Exercise prompt:
Each line below must be transcribed with no word changed.
(Data in this exercise begins)
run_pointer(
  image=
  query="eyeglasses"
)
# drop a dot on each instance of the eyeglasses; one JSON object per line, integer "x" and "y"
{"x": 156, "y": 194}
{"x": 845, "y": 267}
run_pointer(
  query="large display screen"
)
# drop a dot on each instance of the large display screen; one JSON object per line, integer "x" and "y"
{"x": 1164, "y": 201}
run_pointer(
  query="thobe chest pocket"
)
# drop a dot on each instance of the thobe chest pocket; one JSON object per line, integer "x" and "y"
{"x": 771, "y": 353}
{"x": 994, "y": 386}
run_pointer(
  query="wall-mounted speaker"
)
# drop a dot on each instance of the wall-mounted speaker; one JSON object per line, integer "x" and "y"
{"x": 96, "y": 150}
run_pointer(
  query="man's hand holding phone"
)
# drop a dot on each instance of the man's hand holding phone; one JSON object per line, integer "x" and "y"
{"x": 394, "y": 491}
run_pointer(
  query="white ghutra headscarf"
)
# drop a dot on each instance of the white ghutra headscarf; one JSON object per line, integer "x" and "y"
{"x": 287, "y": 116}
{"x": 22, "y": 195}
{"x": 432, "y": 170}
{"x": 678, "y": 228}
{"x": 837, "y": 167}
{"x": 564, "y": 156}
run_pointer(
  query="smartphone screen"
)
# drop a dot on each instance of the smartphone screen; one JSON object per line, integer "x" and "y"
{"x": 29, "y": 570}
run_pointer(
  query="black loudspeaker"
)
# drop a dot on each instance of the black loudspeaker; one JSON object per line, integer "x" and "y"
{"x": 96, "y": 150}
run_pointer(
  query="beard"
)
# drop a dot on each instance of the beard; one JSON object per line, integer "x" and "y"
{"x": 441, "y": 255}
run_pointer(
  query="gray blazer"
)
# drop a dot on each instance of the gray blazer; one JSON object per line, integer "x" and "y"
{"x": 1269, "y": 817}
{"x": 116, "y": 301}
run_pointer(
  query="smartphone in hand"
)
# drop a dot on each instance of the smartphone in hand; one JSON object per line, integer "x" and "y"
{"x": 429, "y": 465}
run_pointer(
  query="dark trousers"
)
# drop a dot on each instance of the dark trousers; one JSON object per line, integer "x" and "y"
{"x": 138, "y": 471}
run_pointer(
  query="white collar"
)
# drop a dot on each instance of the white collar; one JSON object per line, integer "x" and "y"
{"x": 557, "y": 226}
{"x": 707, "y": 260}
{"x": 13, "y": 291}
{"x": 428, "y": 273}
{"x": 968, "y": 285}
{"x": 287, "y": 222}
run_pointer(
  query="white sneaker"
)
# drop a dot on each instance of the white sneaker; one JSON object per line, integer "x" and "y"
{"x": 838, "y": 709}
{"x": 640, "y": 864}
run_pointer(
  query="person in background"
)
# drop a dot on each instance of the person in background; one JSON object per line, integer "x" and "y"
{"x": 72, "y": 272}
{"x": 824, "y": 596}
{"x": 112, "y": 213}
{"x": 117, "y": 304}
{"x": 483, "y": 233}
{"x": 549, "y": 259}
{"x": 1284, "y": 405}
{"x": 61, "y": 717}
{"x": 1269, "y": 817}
(Data in this exercise ends)
Expected answer:
run_pointer(
  image=
  query="eyeglasses"
)
# drop a dot on each instance of the eyeglasses; one JSON object per line, integer "x" and "y"
{"x": 156, "y": 194}
{"x": 845, "y": 267}
run_pointer(
  query="large display screen"
)
# drop a dot on each instance of the large display screen; one JSON object per line, integer "x" and "y"
{"x": 1164, "y": 201}
run_pointer(
  query="thobe chest pocket"
)
# drop a dot on each instance of the thobe chest pocket; one JSON object per line, integer "x" and "y"
{"x": 771, "y": 353}
{"x": 994, "y": 386}
run_pointer(
  query="wall-mounted speaker"
)
# drop a dot on each instance of the wall-mounted speaker; one JSON object per line, integer "x" and "y"
{"x": 96, "y": 150}
run_pointer(
  query="man's hand holding phone"
)
# drop a dot on each instance of the man's hand holding phone; one JSON object per line, integer "x" and "y"
{"x": 394, "y": 491}
run_pointer(
  query="white ghutra headscarf"
)
# drop a dot on each instance of the white ghutra headscarf; one JSON object per line, integer "x" and "y"
{"x": 287, "y": 116}
{"x": 22, "y": 195}
{"x": 432, "y": 170}
{"x": 678, "y": 228}
{"x": 837, "y": 167}
{"x": 564, "y": 156}
run_pointer(
  query="smartphone screen"
)
# drop a dot on each instance of the smartphone screen; one JSON object per line, integer "x" and "y"
{"x": 29, "y": 570}
run_pointer(
  query="black loudspeaker"
)
# drop a dot on each instance of the black loudspeaker; one JSON object per line, integer "x" and "y"
{"x": 96, "y": 150}
run_pointer(
  query="beard"
)
# drop a dot on each instance of the beard; one JSON object per line, integer "x" and "y"
{"x": 441, "y": 255}
run_pointer(
  query="gray blazer"
)
# drop a dot on each instance of the gray blazer; one JSON object per line, integer "x" and "y"
{"x": 1269, "y": 817}
{"x": 116, "y": 301}
run_pointer(
  query="smartphone in hand"
)
# drop a dot on each instance of the smartphone in hand; one JSON object per line, integer "x" and "y"
{"x": 429, "y": 465}
run_pointer(
  query="dark trousers"
)
# drop a dot on each instance of the dark trousers; one JSON object per line, integer "x" and "y"
{"x": 138, "y": 471}
run_pointer(
  query="white collar"
)
# drop a dot on each instance of the white collar; one JSON object per line, integer "x" and "y"
{"x": 557, "y": 226}
{"x": 707, "y": 260}
{"x": 13, "y": 291}
{"x": 428, "y": 273}
{"x": 968, "y": 285}
{"x": 287, "y": 222}
run_pointer(
  query="white sneaker"
)
# drop a dot on each instance of the white sneaker; one JSON object per line, integer "x" and "y"
{"x": 838, "y": 709}
{"x": 640, "y": 864}
run_pointer(
  query="person in background"
)
# drop a dot on each instance of the person in background; one JSON object per line, integer "x" and "y"
{"x": 72, "y": 272}
{"x": 824, "y": 596}
{"x": 112, "y": 213}
{"x": 117, "y": 304}
{"x": 483, "y": 233}
{"x": 549, "y": 259}
{"x": 1284, "y": 405}
{"x": 61, "y": 717}
{"x": 1269, "y": 817}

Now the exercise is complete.